# About Eachmall.me



## KJ1 (Jan 4, 2015)

Hi there, I want to ask a question. I tried ordering from Eachmall.me from my Visa using the Method Credit Card (by GC). The order status went to confirmed, but the payment status shows unpaid. My balance hadn't been deducted. So, I want to ask that had anyone of you encountered the same problem? Thanks for answering in advance.


----------



## innercy (Jan 4, 2015)

give them some time. it will be processed accordingly.


----------



## KJ1 (Jan 4, 2015)

innercy said:


> give them some time. it will be processed accordingly.


 
So, you encountered the same problem? Please tell me.


----------



## KJ1 (Jan 4, 2015)

innercy said:


> give them some time. it will be processed accordingly.


 
And how many days should I wait?


----------



## innercy (Jan 4, 2015)

usually status will be updated within 12hours+. how long since you made a payment?.


----------



## KJ1 (Jan 4, 2015)

innercy said:


> usually status will be updated within 12hours+. how long since you made a payment?.


 
It has been around 13 hours


----------



## jagerstaffel (Jan 4, 2015)

KJ1 said:


> It has been around 13 hours


 
Maybe because it's the weekend and there's nobody to handle your order. Though a payment system should be automated ....


----------



## KJ1 (Jan 4, 2015)

jagerstaffel said:


> Maybe because it's the weekend and there's nobody to handle your order. Though a payment system should be automated ....


 
So, its natural that the payment status will show as Payfailed?


----------



## jagerstaffel (Jan 4, 2015)

KJ1 said:


> So, its natural that the payment status will show as Payfailed?


 
I've never order from them before, so this is all new to me.


----------



## KJ1 (Jan 4, 2015)

Anyone got the same error?



jagerstaffel said:


> I've never order from them before, so this is all new to me.

**Data excerpt**
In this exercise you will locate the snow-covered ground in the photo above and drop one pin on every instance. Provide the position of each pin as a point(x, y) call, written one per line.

**Exercise**
In the Eachmall.me thread, turn the paragraph beginning "Hi there, I want to ask a question." into a short bulleted list that keeps its main facts. The data has no connection to the Eachmall.me thread.

**The reply**
- Ordered from Eachmall.me with a Visa, using the Method Credit Card (by GC)
- Order status: confirmed
- Payment status: unpaid
- Balance not deducted
- Asks whether anyone else has had the same problem